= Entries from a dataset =
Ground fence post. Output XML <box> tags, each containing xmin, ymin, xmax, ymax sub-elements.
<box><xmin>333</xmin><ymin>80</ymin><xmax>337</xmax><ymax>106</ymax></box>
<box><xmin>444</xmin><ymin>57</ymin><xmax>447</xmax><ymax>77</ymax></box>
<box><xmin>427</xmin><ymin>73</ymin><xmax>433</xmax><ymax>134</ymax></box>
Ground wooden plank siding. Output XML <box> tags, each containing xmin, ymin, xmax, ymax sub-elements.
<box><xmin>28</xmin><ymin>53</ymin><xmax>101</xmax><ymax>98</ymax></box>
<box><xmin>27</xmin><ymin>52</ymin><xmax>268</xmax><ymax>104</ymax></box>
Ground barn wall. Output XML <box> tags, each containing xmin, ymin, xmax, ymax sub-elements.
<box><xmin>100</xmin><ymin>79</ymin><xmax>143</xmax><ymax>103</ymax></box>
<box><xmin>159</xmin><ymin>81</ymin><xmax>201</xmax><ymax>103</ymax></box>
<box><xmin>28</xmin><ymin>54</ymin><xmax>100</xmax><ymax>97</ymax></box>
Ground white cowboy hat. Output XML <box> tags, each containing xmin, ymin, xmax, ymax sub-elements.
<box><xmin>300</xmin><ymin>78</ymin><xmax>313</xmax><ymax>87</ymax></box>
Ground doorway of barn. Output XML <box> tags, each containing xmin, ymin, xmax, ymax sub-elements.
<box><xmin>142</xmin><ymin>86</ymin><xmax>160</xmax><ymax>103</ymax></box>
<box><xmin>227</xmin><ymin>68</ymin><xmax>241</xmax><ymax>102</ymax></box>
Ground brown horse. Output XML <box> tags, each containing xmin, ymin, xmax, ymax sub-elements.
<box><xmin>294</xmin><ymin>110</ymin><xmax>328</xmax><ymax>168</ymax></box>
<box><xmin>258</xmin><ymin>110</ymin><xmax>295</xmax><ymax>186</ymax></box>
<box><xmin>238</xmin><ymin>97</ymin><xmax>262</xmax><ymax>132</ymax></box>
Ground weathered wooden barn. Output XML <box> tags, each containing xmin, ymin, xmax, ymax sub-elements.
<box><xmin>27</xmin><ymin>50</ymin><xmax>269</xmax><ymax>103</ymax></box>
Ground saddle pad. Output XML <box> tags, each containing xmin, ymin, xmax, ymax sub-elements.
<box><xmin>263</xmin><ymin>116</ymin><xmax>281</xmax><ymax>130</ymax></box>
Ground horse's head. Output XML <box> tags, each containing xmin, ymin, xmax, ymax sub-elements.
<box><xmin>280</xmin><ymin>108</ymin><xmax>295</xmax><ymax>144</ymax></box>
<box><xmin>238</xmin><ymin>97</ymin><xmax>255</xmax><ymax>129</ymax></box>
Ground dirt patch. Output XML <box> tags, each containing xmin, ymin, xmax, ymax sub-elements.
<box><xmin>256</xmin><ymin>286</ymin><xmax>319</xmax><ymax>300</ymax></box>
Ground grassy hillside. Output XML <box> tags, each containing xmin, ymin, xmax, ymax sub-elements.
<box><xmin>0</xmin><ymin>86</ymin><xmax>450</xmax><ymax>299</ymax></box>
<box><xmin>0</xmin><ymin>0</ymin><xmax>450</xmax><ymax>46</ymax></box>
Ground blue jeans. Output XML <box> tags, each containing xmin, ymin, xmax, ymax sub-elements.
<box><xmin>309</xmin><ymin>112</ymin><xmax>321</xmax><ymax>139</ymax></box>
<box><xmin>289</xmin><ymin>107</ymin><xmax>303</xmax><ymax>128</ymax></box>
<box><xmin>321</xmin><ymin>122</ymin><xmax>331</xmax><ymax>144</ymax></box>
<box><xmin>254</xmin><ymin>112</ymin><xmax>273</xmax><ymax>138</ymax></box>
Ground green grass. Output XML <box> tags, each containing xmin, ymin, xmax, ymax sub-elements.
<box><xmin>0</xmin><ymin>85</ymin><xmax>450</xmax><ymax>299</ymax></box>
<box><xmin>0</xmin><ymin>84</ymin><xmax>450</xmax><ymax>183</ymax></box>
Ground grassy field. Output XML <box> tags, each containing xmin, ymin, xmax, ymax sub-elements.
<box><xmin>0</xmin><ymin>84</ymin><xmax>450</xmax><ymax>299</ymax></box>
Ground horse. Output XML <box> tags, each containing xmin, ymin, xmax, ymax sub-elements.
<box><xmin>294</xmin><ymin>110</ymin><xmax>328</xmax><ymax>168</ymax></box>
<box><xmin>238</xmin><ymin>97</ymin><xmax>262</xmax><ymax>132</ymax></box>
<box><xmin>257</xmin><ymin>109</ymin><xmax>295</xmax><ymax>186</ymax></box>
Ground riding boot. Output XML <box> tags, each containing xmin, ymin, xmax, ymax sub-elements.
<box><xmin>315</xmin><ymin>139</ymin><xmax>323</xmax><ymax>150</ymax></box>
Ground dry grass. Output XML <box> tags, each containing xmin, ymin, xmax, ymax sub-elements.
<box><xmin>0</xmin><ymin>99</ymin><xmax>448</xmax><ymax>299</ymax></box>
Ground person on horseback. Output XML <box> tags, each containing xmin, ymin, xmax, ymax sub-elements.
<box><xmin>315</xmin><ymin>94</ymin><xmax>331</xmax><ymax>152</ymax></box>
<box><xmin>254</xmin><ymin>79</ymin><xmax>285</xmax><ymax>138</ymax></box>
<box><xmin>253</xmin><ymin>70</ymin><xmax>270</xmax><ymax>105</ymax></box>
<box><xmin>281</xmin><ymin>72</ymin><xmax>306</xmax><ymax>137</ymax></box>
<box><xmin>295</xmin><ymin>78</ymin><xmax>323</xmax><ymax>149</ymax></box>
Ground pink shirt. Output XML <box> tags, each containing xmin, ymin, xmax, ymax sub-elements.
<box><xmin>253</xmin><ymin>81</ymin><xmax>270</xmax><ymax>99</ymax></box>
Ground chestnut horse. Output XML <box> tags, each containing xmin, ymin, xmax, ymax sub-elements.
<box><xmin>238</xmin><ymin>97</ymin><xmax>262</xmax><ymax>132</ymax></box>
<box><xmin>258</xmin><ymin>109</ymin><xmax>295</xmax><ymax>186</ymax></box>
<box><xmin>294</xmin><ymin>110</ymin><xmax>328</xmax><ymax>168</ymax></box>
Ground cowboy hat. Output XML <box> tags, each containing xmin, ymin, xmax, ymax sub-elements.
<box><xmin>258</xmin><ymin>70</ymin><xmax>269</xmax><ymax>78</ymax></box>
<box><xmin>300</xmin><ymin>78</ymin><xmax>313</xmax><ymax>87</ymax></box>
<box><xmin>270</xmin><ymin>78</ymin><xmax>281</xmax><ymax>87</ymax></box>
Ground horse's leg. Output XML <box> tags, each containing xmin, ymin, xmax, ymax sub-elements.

= WHAT THE TASK REQUIRES =
Write the material out again in its entirety, exactly as shown.

= ANSWER BELOW =
Ground fence post. Output XML <box> tags, each containing xmin, ymin, xmax, ymax sub-elements.
<box><xmin>333</xmin><ymin>80</ymin><xmax>337</xmax><ymax>106</ymax></box>
<box><xmin>444</xmin><ymin>57</ymin><xmax>447</xmax><ymax>77</ymax></box>
<box><xmin>427</xmin><ymin>73</ymin><xmax>433</xmax><ymax>134</ymax></box>
Ground wooden plank siding. Output XML <box> tags, each containing xmin, ymin, xmax, ymax sub-elements.
<box><xmin>28</xmin><ymin>53</ymin><xmax>101</xmax><ymax>98</ymax></box>
<box><xmin>27</xmin><ymin>52</ymin><xmax>268</xmax><ymax>104</ymax></box>
Ground barn wall. Output XML <box> tags, each containing xmin, ymin, xmax, ymax sub-elements.
<box><xmin>100</xmin><ymin>79</ymin><xmax>143</xmax><ymax>103</ymax></box>
<box><xmin>159</xmin><ymin>81</ymin><xmax>201</xmax><ymax>103</ymax></box>
<box><xmin>28</xmin><ymin>54</ymin><xmax>100</xmax><ymax>97</ymax></box>
Ground white cowboy hat. Output XML <box> tags, each containing xmin, ymin, xmax, ymax sub-elements.
<box><xmin>300</xmin><ymin>78</ymin><xmax>313</xmax><ymax>87</ymax></box>
Ground doorway of barn. Output XML <box> tags, each containing xmin, ymin, xmax, ymax sub-elements.
<box><xmin>142</xmin><ymin>86</ymin><xmax>160</xmax><ymax>103</ymax></box>
<box><xmin>227</xmin><ymin>68</ymin><xmax>241</xmax><ymax>102</ymax></box>
Ground brown horse. Output XML <box> tags, each containing xmin, ymin, xmax, ymax sub-elements.
<box><xmin>294</xmin><ymin>110</ymin><xmax>328</xmax><ymax>168</ymax></box>
<box><xmin>258</xmin><ymin>110</ymin><xmax>295</xmax><ymax>186</ymax></box>
<box><xmin>238</xmin><ymin>97</ymin><xmax>262</xmax><ymax>132</ymax></box>
Ground weathered wooden barn. Output XML <box> tags, each containing xmin, ymin, xmax, ymax sub-elements.
<box><xmin>27</xmin><ymin>50</ymin><xmax>269</xmax><ymax>103</ymax></box>
Ground saddle pad. Output XML <box> tags, each containing xmin, ymin, xmax, ymax sub-elements.
<box><xmin>263</xmin><ymin>116</ymin><xmax>281</xmax><ymax>130</ymax></box>
Ground horse's head. Output XML <box> tags, each containing xmin, ymin, xmax, ymax sub-elements.
<box><xmin>280</xmin><ymin>108</ymin><xmax>295</xmax><ymax>144</ymax></box>
<box><xmin>238</xmin><ymin>97</ymin><xmax>255</xmax><ymax>129</ymax></box>
Ground dirt patch. Output XML <box> tags, each containing xmin, ymin, xmax, ymax sub-elements.
<box><xmin>256</xmin><ymin>286</ymin><xmax>319</xmax><ymax>300</ymax></box>
Ground grassy hillside. Output XML <box> tags, each containing xmin, ymin, xmax, ymax sub-elements.
<box><xmin>0</xmin><ymin>86</ymin><xmax>450</xmax><ymax>299</ymax></box>
<box><xmin>0</xmin><ymin>0</ymin><xmax>450</xmax><ymax>46</ymax></box>
Ground blue jeans. Output XML <box> tags, each containing xmin, ymin, xmax, ymax sub-elements.
<box><xmin>309</xmin><ymin>112</ymin><xmax>321</xmax><ymax>139</ymax></box>
<box><xmin>289</xmin><ymin>107</ymin><xmax>303</xmax><ymax>128</ymax></box>
<box><xmin>321</xmin><ymin>122</ymin><xmax>331</xmax><ymax>144</ymax></box>
<box><xmin>254</xmin><ymin>112</ymin><xmax>273</xmax><ymax>138</ymax></box>
Ground green grass. Output XML <box> tags, each containing xmin, ymin, xmax, ymax sub-elements.
<box><xmin>0</xmin><ymin>85</ymin><xmax>450</xmax><ymax>299</ymax></box>
<box><xmin>0</xmin><ymin>84</ymin><xmax>450</xmax><ymax>183</ymax></box>
Ground grassy field. Output XML <box> tags, each containing xmin, ymin, xmax, ymax sub-elements.
<box><xmin>0</xmin><ymin>84</ymin><xmax>450</xmax><ymax>299</ymax></box>
Ground horse. Output XML <box> tags, each containing xmin, ymin, xmax, ymax sub-elements.
<box><xmin>294</xmin><ymin>110</ymin><xmax>328</xmax><ymax>168</ymax></box>
<box><xmin>238</xmin><ymin>97</ymin><xmax>262</xmax><ymax>132</ymax></box>
<box><xmin>257</xmin><ymin>109</ymin><xmax>295</xmax><ymax>186</ymax></box>
Ground riding boot. Output XML <box> tags, each containing xmin, ymin, xmax, ymax sub-elements.
<box><xmin>315</xmin><ymin>139</ymin><xmax>323</xmax><ymax>150</ymax></box>
Ground dry grass. Output XML <box> tags, each containing xmin, ymin, xmax, ymax sub-elements.
<box><xmin>0</xmin><ymin>99</ymin><xmax>448</xmax><ymax>299</ymax></box>
Ground person on horseback. Output XML <box> tags, each containing xmin, ymin, xmax, ymax sub-elements.
<box><xmin>315</xmin><ymin>94</ymin><xmax>331</xmax><ymax>152</ymax></box>
<box><xmin>254</xmin><ymin>79</ymin><xmax>285</xmax><ymax>138</ymax></box>
<box><xmin>253</xmin><ymin>70</ymin><xmax>270</xmax><ymax>105</ymax></box>
<box><xmin>281</xmin><ymin>72</ymin><xmax>306</xmax><ymax>137</ymax></box>
<box><xmin>295</xmin><ymin>78</ymin><xmax>323</xmax><ymax>149</ymax></box>
Ground pink shirt. Output XML <box> tags, each containing xmin, ymin, xmax, ymax sub-elements.
<box><xmin>253</xmin><ymin>81</ymin><xmax>270</xmax><ymax>99</ymax></box>
Ground chestnut horse. Output XML <box> tags, each containing xmin, ymin, xmax, ymax sub-elements.
<box><xmin>238</xmin><ymin>97</ymin><xmax>262</xmax><ymax>132</ymax></box>
<box><xmin>258</xmin><ymin>109</ymin><xmax>295</xmax><ymax>186</ymax></box>
<box><xmin>294</xmin><ymin>110</ymin><xmax>328</xmax><ymax>168</ymax></box>
Ground cowboy hat. Output XML <box> tags, each containing xmin, ymin, xmax, ymax sub-elements.
<box><xmin>258</xmin><ymin>70</ymin><xmax>269</xmax><ymax>78</ymax></box>
<box><xmin>300</xmin><ymin>78</ymin><xmax>313</xmax><ymax>87</ymax></box>
<box><xmin>270</xmin><ymin>78</ymin><xmax>281</xmax><ymax>87</ymax></box>
Ground horse's leg. Output XML <box> tags, each containing xmin, ymin, xmax, ymax sub-elements.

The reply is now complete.